# HOW TO COMPLETE THIS TASK:
Below are the entries. Transcribe exactly the lines from the one with "negative clicks: (124, 180)" through the one with "200L168 195L162 190L148", ends included, and leave out all others.

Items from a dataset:

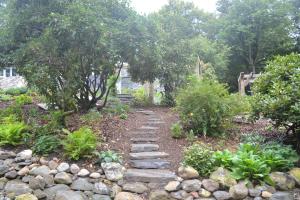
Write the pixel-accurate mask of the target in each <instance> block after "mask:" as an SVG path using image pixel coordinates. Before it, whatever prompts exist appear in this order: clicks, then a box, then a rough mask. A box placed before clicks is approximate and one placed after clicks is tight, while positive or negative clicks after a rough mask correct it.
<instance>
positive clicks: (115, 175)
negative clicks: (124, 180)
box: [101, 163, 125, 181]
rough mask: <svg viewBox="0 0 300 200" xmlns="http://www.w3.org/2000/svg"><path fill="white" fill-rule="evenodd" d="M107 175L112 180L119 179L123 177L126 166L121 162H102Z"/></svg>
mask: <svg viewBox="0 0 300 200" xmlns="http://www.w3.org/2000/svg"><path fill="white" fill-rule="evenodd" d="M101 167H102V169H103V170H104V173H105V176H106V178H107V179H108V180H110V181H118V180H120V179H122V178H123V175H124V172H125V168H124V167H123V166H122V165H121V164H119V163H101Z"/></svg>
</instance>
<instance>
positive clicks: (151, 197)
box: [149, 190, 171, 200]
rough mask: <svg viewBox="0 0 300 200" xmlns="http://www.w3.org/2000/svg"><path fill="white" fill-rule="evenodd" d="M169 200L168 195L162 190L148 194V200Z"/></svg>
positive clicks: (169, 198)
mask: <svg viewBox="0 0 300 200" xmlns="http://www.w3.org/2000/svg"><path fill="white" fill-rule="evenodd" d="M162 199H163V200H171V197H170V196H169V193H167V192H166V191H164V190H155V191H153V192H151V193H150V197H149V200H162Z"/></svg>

# EXERCISE ANSWER:
negative clicks: (124, 180)
box: [101, 163, 125, 181]
rough mask: <svg viewBox="0 0 300 200" xmlns="http://www.w3.org/2000/svg"><path fill="white" fill-rule="evenodd" d="M107 175L112 180L119 179L123 177L126 166L121 162H102Z"/></svg>
mask: <svg viewBox="0 0 300 200" xmlns="http://www.w3.org/2000/svg"><path fill="white" fill-rule="evenodd" d="M101 167H102V169H103V170H104V173H105V176H106V178H107V179H108V180H110V181H118V180H120V179H122V178H123V175H124V172H125V168H124V167H123V166H122V165H121V164H119V163H101Z"/></svg>
</instance>
<instance>
positive clicks: (151, 197)
box: [149, 190, 171, 200]
rough mask: <svg viewBox="0 0 300 200" xmlns="http://www.w3.org/2000/svg"><path fill="white" fill-rule="evenodd" d="M169 200L168 195L162 190L148 194V200Z"/></svg>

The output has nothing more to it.